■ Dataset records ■
————————

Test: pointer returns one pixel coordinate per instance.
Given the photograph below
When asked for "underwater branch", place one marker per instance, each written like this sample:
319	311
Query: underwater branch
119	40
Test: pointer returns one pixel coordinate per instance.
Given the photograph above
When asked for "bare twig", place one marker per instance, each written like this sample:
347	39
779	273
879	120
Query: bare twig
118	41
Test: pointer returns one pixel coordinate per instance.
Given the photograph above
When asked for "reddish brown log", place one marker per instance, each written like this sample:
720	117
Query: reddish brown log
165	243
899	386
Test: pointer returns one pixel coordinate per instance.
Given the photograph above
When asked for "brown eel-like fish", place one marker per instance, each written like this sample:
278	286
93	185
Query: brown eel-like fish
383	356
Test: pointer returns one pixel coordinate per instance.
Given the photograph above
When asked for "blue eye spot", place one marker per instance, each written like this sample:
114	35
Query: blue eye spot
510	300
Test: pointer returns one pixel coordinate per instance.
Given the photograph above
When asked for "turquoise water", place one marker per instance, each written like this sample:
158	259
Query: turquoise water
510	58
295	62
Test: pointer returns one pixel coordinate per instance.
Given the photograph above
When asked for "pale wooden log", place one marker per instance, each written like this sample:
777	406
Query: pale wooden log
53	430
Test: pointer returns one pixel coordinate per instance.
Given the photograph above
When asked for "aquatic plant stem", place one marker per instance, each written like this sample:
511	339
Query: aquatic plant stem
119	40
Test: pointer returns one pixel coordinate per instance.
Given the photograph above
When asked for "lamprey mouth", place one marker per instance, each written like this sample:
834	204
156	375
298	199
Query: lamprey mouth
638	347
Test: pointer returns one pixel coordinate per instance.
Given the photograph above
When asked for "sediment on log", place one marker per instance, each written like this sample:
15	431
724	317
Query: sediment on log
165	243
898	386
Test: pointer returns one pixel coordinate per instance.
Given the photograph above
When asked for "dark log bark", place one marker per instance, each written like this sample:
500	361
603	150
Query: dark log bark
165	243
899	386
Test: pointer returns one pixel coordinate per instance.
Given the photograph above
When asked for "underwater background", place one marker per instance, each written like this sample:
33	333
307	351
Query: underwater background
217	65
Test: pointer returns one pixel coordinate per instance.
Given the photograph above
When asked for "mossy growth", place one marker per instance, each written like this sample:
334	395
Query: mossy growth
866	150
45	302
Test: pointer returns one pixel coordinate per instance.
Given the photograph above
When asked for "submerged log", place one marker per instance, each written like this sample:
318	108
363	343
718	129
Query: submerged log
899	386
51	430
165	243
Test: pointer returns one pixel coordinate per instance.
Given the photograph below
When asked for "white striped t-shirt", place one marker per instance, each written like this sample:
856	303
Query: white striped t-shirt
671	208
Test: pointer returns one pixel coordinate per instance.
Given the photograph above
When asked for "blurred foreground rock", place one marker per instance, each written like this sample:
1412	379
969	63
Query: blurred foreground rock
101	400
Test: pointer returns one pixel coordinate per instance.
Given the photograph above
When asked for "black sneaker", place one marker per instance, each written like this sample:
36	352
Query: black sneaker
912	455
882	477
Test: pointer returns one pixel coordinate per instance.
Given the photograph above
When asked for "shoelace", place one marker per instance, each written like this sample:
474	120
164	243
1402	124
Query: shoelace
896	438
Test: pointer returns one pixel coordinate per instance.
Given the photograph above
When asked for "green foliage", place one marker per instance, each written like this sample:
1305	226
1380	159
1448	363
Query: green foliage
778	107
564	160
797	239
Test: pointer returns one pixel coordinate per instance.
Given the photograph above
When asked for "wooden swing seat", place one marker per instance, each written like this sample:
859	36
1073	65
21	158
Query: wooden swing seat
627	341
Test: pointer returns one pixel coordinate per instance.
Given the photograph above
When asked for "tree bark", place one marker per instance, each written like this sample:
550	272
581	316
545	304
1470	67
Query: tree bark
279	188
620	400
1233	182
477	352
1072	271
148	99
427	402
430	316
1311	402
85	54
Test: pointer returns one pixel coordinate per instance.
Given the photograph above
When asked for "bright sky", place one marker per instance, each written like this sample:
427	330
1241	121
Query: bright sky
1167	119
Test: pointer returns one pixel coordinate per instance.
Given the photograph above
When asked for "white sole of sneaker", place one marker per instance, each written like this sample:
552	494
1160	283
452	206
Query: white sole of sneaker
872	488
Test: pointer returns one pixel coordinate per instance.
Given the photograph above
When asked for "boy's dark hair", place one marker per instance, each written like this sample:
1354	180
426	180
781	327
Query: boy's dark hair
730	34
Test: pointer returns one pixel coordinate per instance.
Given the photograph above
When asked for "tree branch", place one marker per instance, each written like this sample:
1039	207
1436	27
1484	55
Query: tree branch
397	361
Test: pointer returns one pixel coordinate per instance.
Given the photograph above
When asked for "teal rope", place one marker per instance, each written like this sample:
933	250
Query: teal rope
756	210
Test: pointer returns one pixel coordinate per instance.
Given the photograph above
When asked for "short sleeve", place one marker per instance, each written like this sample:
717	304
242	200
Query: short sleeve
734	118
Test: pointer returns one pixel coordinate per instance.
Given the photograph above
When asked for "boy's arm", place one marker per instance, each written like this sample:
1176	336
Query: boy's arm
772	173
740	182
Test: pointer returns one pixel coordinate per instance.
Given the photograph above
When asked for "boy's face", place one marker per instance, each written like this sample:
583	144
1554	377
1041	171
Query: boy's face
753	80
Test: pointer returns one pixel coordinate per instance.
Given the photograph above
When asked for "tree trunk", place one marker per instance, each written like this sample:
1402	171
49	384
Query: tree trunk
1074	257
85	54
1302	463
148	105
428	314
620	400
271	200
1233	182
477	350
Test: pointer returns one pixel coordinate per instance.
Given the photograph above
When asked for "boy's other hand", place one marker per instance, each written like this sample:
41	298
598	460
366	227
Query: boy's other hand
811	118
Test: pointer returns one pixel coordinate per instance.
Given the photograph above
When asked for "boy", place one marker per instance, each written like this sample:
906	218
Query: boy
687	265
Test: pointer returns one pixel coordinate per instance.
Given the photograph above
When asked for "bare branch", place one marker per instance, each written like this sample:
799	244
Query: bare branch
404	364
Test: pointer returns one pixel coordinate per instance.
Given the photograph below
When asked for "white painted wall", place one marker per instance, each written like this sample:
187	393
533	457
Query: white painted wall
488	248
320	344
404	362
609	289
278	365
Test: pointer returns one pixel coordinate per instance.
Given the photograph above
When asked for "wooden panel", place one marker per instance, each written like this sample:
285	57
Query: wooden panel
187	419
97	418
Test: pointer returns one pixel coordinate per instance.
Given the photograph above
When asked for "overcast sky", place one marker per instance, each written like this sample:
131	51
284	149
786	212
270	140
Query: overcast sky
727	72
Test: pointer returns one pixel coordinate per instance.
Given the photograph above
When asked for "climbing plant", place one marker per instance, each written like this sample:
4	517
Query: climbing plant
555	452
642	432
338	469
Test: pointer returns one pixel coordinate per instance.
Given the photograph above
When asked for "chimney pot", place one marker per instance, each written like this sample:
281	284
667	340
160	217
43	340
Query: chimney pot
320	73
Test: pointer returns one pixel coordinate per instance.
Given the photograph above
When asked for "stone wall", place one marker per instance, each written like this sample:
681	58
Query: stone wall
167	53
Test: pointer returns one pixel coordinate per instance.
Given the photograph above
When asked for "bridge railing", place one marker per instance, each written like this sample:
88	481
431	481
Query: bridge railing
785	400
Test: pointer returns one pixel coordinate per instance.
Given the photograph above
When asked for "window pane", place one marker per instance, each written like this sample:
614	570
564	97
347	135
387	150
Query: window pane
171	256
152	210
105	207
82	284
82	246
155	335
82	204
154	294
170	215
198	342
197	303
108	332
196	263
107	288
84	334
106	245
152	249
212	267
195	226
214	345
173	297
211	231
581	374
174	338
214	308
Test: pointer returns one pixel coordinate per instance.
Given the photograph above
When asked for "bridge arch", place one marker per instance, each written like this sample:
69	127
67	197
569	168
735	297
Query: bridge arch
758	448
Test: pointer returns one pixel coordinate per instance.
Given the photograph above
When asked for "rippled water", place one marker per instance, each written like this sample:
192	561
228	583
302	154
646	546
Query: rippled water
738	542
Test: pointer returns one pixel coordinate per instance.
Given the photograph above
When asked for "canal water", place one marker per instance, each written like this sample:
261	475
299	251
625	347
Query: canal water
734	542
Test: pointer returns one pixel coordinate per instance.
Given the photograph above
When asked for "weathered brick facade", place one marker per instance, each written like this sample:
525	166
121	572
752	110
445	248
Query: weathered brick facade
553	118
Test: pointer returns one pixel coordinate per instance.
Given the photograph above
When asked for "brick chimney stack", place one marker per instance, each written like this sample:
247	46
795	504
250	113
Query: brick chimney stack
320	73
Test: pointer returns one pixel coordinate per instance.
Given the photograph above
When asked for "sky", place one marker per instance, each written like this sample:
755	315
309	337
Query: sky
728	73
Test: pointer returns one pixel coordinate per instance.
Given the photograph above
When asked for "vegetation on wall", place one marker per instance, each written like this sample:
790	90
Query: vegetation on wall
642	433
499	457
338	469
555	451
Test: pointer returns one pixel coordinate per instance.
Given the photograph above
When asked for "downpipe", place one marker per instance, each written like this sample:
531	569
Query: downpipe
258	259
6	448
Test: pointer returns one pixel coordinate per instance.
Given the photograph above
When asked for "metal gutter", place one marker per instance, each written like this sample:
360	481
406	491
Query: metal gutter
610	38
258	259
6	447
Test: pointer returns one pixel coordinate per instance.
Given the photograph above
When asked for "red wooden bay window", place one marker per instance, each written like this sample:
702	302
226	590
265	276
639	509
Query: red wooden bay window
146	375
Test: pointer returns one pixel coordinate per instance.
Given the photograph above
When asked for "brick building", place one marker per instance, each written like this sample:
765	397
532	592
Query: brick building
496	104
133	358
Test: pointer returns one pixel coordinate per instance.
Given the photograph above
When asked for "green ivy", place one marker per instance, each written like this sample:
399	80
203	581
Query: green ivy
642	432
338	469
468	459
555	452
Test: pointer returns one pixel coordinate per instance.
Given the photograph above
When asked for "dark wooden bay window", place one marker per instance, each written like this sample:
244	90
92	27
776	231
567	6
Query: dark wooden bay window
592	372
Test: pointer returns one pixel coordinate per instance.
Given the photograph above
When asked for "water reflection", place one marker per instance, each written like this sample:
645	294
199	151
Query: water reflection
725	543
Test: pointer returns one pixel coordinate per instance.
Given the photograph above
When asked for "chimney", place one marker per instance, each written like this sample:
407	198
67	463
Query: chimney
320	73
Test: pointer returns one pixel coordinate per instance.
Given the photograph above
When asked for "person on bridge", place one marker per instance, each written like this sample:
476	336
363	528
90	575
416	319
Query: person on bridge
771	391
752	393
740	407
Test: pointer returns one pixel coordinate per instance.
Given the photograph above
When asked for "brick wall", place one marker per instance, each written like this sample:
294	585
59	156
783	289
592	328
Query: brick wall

————————

■ Objective ■
Which lines in the material above contain the string "stem"? Pick out each of them and copy it.

■ Reply to the exercise ■
When asked for "aquatic plant stem", place one marker per instance, each written like this sample:
Query: aquatic plant stem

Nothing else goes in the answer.